● **Written exercise**: Could you write the next stretch of the article about overhyped books and shows that deserve a look, starting right after its final sentence?

Often when a movie, book, or album gets two thumbs up, discussed to death, or takes the form of whatever other type of positive "buzz", it will send people running in the opposite direction. Too much talk can be a killer sentence, especially when hype could end up ruining the experience all together.
Just one example, and I'm really not all that upset, but this definitely is the case with the movie, Meet The Parents. For one solid year everywhere I turned classmates, aunts, family friends, and entertainment critics were exclaiming about the laugh riot that is Ben Stiller and crew. By the time I actually saw it, I couldn't help but think - but it wasn't even that funny!
Having a good sense of humor for comedy at all ends of the spectrum, it is this situation that I openly blame the extreme positivity bandwagon for building up my hopes for the chuckle-fest of the ages.
The question remains; would I have liked this movie had I heard nothing about it?
These type of entertainment let downs have happened to all of us, but too much hype doesn't always mean that it should be avoided at all costs. This week I have run into (surprisingly) enjoying numerous things I have strategically spent years dodging.
Below are some pop culture suggestions that have actively been praised recently, or highly regarded for years, which actually are worth checking out.
Tolstoy's sweeping Russian tale of life in the late 1800s is told through the idea of marriages, affairs, and most simply, love, encircling his heroine, Anna.
What turns out to be a story based on simple, riveting themes, Anna Karenina remains one of those classics that will look daunting when seen on a shelf, but without having turned any pages.
First of all, the novel has a lot to live up to. Back in 2007, Time Magazine (based on a culmination of 125 top ten lists from respected authors) even reported it as the greatest book of all time.
Then, clocking in at 800 plus pages, makes it seem like a feat that will be impossible to complete. It could be one classy paper weight.
I may be three weeks in already and barely half way through, but it turns out that every second has been time well spent. Even with the mass amounts of pages, it is actually quite a quick read - well, in comparison to other much lauded classics, like Wuthering Heights. That novel has a shorter length, but still left me spending double the time trying to comprehend each page.
In Karenina's case, the descriptive prose doesn't get in the way of fully understanding and enjoying the story. There is definitely no flipping back through the previous ten pages to ponder, "what in the heck did I just read?"
Don't be like me and keep avoiding Anna Karenina due to the misconception that it is a hard read. I'm discovering that wonderfully written classic stories can also be quite accessible (see also: Jane Eyre).
Be scared no longer, and settle in for an epic tale this summer.
Top Of The Lake
Director Jane Campion has made a career out of profiling strong women who often find themselves in difficult situations (see: The Piano, Holy Smoke, and Bright Star). She has done it again with Elizabeth Moss, who has filled the heroine shoes this time around in Campion's mini-series, Top Of The Lake.
When you are still remembered as the second woman to be nominated for a Best Directing Oscar, everything that you release will have everyone buzzing around with the highest of expectations.
In the age of Mad Men, a stylized, thematic miniseries like Top Of The Lake fits right into the mix. Moss has taken a break from being a bad ass in the advertising world to play a detective hunting through the forests of New Zealand for a missing 12-year-old, who just also happens to be pregnant. Got you hooked yet?

● **Entries supplied**:

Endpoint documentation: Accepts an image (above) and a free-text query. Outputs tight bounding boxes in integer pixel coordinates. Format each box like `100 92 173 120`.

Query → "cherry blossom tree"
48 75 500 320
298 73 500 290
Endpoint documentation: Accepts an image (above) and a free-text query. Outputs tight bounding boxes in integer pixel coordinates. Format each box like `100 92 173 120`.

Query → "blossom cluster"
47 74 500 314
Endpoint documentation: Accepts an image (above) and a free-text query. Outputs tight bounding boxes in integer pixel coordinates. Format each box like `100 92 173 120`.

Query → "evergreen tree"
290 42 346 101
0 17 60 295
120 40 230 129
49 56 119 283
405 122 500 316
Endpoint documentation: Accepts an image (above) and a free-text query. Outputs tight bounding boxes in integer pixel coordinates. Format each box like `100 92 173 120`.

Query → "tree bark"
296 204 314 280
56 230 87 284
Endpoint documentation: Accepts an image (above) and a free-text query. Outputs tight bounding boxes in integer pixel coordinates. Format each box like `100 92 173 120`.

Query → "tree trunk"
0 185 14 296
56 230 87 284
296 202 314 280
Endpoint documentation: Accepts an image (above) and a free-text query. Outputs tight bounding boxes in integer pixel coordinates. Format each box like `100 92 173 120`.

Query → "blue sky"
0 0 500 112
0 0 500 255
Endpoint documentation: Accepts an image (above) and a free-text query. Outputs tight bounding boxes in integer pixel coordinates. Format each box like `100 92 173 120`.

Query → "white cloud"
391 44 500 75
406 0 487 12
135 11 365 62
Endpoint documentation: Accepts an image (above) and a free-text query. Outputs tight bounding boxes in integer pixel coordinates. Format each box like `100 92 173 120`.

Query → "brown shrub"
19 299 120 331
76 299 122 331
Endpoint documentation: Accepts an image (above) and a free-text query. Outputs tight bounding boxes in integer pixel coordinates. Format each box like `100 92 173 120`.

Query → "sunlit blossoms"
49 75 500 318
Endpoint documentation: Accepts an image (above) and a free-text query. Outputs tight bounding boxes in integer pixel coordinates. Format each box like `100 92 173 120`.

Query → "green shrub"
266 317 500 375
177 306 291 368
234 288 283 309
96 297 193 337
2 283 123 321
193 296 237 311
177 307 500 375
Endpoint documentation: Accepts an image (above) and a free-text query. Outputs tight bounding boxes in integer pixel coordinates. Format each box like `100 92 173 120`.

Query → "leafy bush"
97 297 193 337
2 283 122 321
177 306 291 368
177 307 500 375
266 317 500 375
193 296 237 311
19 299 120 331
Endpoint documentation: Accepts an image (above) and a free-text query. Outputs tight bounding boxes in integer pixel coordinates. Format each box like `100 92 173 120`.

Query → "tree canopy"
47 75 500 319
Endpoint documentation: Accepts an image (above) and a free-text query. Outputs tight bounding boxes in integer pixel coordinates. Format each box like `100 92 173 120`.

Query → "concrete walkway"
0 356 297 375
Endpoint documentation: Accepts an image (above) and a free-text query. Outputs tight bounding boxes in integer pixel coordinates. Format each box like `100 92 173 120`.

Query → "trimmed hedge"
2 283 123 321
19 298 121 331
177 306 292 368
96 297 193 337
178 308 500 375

● **Written response**:
There are definitely some strange characters/suspects floating around this small New Zealand town (including Hunter, as the leader of some sort of ladies self help commune), but stick around through the first episode. This mysterious tale unfolds slowly and is completely unique.
(Streaming instantly on Netflix.)
The National - Trouble Will Find Me
Several music memories stick out from college - showing up to my dorm and being surprised to find every room had a Death Cab For Cute poster tacked up and hearing people endlessly rave about The National.
I spent all that time ignoring the praise about the latter, and only in the last year gave in and checked out their entire discography. When it comes to male voices, I tend to prefer the more powerfully emotive tone of Ryan Adams, Seth Avett, Will Sheff, Sam Cooke, or even Win Butler. Often, I find Matt Berringer's vocals to be one note and boring.
That may sound like a major diss, but for me, that isn't enough to hate the band (not like this guy anyway). Based on their ability to continually build gorgeous, haunting melodies, is alone a reason that this group is praiseworthy.
I may never completely click with the mega fan, but it doesn't mean I can't recommend their newest album. Any new comers to the band, tap your toe (or full out seat dance) to the killer rhythm section in, "Don't Swallow The Cap".
How I Met Your Mother
I love Jason Segel. I love Neil Patrick Harris. I love Alyson Hannigan. Even with all that love, I never thought I would actually watch How I Met Your Mother.
Being a show on CBS was the number one curse I always believed fell on HIMYM (the same network as Two and 1/2 Men, ack!)
I've learned a lesson about the lesser known prejudices, that of the cable network variety, over the last year consuming and rolling in laughter with the hilarity in the lives of Marshall & Lily, Ted, Robin, and Barney.
When it feels like sitcoms have become irrelevant, a show decides to put a creative spin on the worn out model. This show is filled with endless pop culture references and hysterically crazy bits (notably, Slap bets and Robin Sparkles), but the most authentic charm comes from the consistent headlining story arc through each season, which has left fans clamoring for years over the identity of this mysterious (or is she?) "mother".
Thanks to Netflix I just finished catching up, and now I know what all those loyal fans, and nearly 10 million weekly viewers, have been enjoying the last eight years. Suit up!